課題 – 妊婦健診の費用についての本文のうち、「対象となる費用 | 対象とならない費用」から「を整えておくことが大切です。」までを、両端の語句も含めて一字一句変えずに書き写しなさい。

文書本文 –
▼▼▼
妊婦健診の費用はどれくらいかかる?
妊婦健診の費用は、自治体からの補助があるものの、自己負担が発生することが一般的です。 なぜなら、健診内容や受診回数によって費用が変わるからです。
厚生労働省の調査によると、妊婦健診の自己負担額は平均で5万~10万円程度とされています。 たとえば、超音波検査や血液検査は補助の対象外となるケースがあり、それが自己負担の増加につながります。このような費用を軽減するためには、補助券を活用しつつ、医療費控除を上手に利用することが重要です。
医療費控除とは
医療費控除とは、1年間(1月1日~12月31日)に、本人または生活資金を共にする配偶者や子どもなどのために支払った医療費が、一定額(住民税非課税世帯以外は10万円)を超えたときに受けられる所得控除のことです。医療費控除を受けるためには、確定申告を行う必要があります。
妊娠・出産は医療費控除の対象になる?
妊婦健診の費用は、すべてが医療費控除の対象になるわけではありません。 なぜなら、医療費控除の対象は「治療を目的とした費用」に限られているからです。
対象となる費用 | 対象とならない費用 |
---|---|
・妊婦健康検査費 ・切迫早産や妊娠悪阻などの入院費用 ・分娩費 ・通院などの公共交通費 ・緊急時のタクシー代 ・入院中に病院から出された食事の費用 ・出産時の入院費用 ・産後1か月検診 ・母乳外来費 | ・妊娠検査薬代 ・ガソリン代 ・里帰り時の交通費 ・予防接種費 ・入院時のパジャマなどの身の回り用品代 ・入院中に取った出前や外食の費用 ・個室入院の差額ベッド代 ・おむつやミルク代 ・NIPT(出生前診断)費 |
申請を検討する際には、受診した病院や自治体の規定を確認し、必要な書類を整えておくことが大切です。
▲▲▲
記録データ –
▼▼▼
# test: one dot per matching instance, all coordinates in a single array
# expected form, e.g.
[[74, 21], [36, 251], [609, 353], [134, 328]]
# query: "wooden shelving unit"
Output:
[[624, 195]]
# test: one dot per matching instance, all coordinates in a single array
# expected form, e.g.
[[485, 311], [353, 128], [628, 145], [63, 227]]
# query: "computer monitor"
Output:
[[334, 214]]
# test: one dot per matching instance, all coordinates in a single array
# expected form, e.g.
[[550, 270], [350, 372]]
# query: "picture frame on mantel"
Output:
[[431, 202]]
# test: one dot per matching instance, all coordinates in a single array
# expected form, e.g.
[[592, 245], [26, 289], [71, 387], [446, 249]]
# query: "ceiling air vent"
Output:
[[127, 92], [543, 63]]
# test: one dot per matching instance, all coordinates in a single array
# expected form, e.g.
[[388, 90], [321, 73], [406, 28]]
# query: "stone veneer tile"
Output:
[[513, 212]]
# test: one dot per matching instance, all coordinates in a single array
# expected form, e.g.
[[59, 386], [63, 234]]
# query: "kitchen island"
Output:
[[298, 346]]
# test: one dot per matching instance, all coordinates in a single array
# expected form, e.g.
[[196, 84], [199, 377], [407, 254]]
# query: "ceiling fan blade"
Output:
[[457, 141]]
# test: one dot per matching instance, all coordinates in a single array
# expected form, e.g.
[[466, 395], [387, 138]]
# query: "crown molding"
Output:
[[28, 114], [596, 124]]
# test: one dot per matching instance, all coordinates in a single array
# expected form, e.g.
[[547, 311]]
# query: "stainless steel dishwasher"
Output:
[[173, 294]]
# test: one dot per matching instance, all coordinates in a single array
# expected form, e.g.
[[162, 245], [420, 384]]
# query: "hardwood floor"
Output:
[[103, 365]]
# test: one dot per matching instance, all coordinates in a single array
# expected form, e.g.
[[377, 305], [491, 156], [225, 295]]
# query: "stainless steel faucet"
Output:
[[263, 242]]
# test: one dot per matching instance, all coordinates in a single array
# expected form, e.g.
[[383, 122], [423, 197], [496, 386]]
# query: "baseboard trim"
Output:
▲▲▲
▼▼▼
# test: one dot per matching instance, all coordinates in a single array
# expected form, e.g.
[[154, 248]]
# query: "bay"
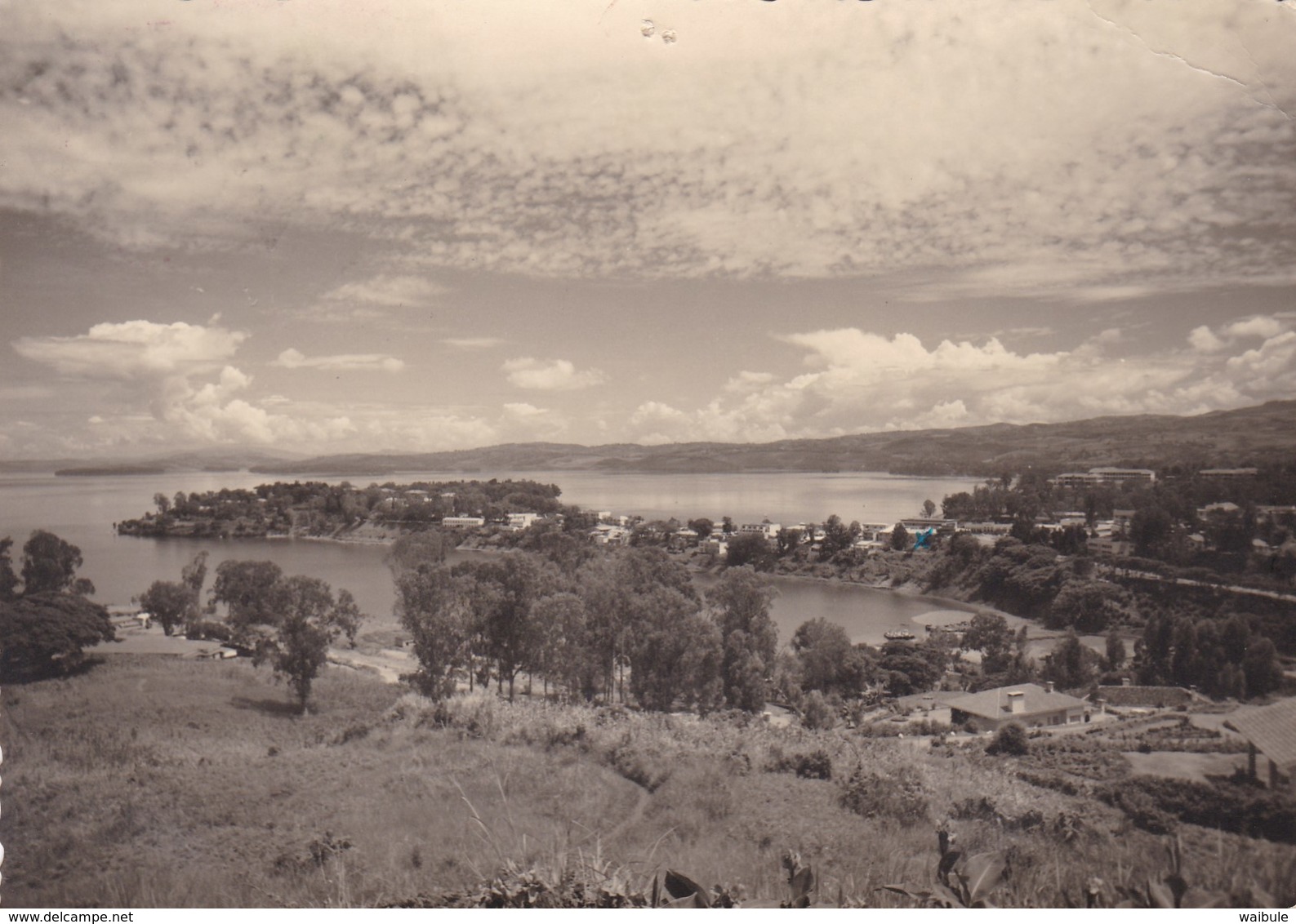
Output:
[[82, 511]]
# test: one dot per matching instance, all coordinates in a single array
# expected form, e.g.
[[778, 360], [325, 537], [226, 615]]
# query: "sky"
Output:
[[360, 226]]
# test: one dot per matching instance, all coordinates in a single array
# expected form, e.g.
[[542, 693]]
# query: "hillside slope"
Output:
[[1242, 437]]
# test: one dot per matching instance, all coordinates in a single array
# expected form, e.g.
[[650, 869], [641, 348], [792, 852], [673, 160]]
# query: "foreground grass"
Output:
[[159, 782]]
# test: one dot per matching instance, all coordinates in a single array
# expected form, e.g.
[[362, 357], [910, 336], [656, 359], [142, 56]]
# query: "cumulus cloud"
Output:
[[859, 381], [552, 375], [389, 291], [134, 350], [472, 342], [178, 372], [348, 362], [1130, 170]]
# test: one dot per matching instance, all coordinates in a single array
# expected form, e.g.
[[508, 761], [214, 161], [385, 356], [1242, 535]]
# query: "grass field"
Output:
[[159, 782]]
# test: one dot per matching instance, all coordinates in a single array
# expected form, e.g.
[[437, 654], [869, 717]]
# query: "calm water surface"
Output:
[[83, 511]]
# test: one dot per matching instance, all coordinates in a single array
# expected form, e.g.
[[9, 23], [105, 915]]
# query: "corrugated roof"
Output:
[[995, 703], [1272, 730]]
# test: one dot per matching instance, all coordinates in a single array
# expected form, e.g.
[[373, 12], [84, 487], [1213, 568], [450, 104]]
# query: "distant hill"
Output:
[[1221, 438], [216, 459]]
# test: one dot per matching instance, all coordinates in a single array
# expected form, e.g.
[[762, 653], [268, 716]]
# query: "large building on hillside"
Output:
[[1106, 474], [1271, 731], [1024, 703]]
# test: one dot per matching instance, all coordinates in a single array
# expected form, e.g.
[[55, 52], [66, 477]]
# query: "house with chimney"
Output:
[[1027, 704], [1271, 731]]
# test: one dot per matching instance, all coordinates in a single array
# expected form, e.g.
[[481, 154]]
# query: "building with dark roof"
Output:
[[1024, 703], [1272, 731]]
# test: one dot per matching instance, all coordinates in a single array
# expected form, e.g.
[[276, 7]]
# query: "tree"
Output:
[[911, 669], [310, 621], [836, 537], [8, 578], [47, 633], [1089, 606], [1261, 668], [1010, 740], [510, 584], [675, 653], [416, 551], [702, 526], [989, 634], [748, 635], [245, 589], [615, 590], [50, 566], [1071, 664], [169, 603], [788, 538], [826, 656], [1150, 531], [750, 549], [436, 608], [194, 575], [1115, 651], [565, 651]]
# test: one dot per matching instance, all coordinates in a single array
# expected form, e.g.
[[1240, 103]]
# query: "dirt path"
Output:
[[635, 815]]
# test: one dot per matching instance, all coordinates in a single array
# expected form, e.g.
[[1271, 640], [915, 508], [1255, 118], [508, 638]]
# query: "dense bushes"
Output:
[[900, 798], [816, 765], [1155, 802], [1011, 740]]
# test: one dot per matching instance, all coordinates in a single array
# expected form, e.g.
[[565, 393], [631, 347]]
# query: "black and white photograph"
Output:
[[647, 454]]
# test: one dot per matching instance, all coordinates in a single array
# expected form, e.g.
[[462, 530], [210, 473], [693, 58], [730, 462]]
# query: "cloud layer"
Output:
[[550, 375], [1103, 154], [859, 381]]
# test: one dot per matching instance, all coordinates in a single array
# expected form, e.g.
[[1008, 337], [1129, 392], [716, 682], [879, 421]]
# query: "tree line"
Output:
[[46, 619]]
▲▲▲
解答欄 –
対象となる費用 | 対象とならない費用 |
---|---|
・妊婦健康検査費 ・切迫早産や妊娠悪阻などの入院費用 ・分娩費 ・通院などの公共交通費 ・緊急時のタクシー代 ・入院中に病院から出された食事の費用 ・出産時の入院費用 ・産後1か月検診 ・母乳外来費 | ・妊娠検査薬代 ・ガソリン代 ・里帰り時の交通費 ・予防接種費 ・入院時のパジャマなどの身の回り用品代 ・入院中に取った出前や外食の費用 ・個室入院の差額ベッド代 ・おむつやミルク代 ・NIPT(出生前診断)費 |
申請を検討する際には、受診した病院や自治体の規定を確認し、必要な書類を整えておくことが大切です。